__Task brief__: Edit the lines below so that "Highlight" becomes "Outline" wherever it appears, leaving the rest unchanged. Omit the pictures from your version.

__Input__:
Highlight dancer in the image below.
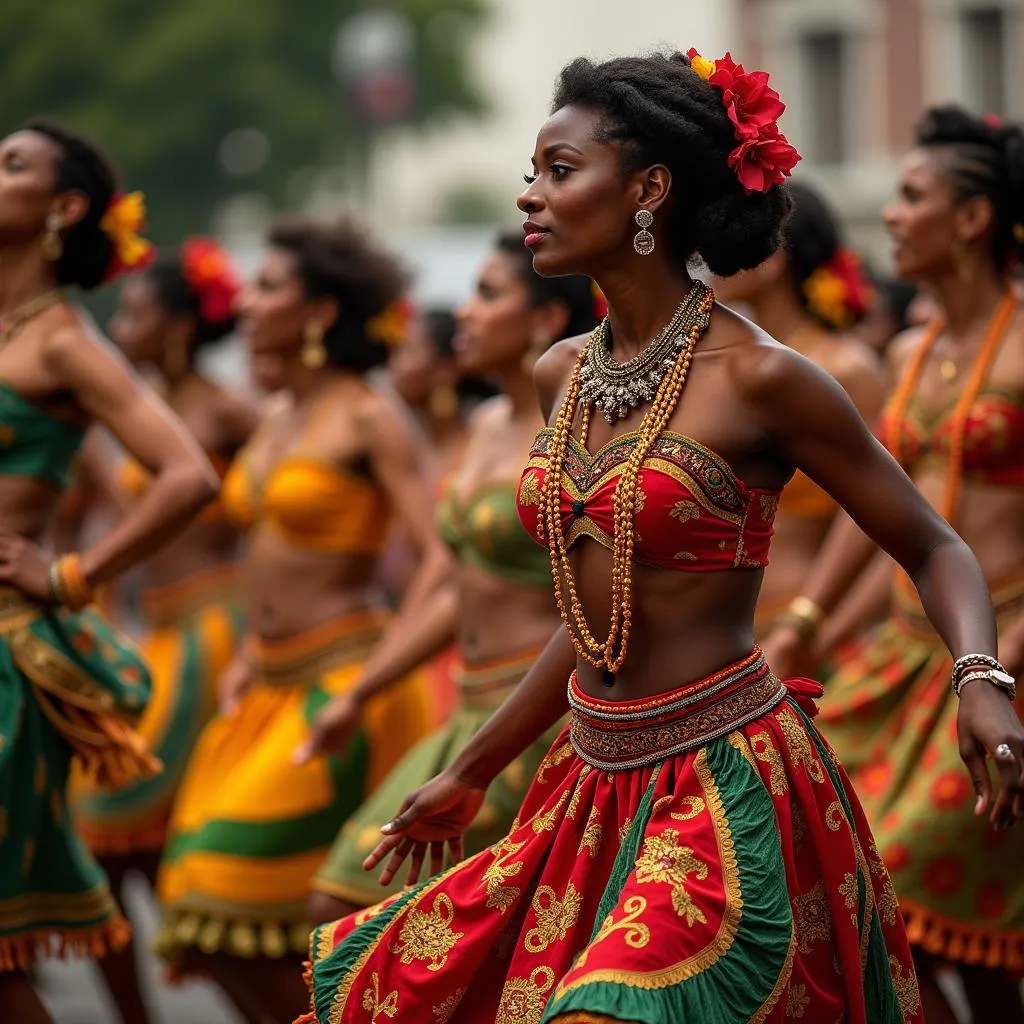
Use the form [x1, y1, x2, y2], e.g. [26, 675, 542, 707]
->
[158, 221, 447, 1021]
[0, 121, 216, 1024]
[310, 236, 595, 924]
[772, 108, 1024, 1024]
[715, 182, 885, 637]
[299, 51, 1024, 1024]
[71, 239, 257, 1021]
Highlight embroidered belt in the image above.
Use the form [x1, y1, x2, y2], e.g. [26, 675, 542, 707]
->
[256, 611, 387, 686]
[569, 648, 786, 771]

__Correct output__:
Outline dancer in the image below.
Use the form [x1, y1, x2, y2], e.g. [26, 675, 542, 707]
->
[158, 221, 447, 1021]
[0, 121, 216, 1024]
[310, 236, 595, 924]
[772, 108, 1024, 1024]
[715, 182, 885, 637]
[299, 51, 1024, 1024]
[71, 239, 257, 1021]
Outline embroidered belt in the image above.
Use the form [x1, y1, x2, y2], e.g. [26, 675, 542, 707]
->
[256, 611, 387, 686]
[569, 648, 786, 771]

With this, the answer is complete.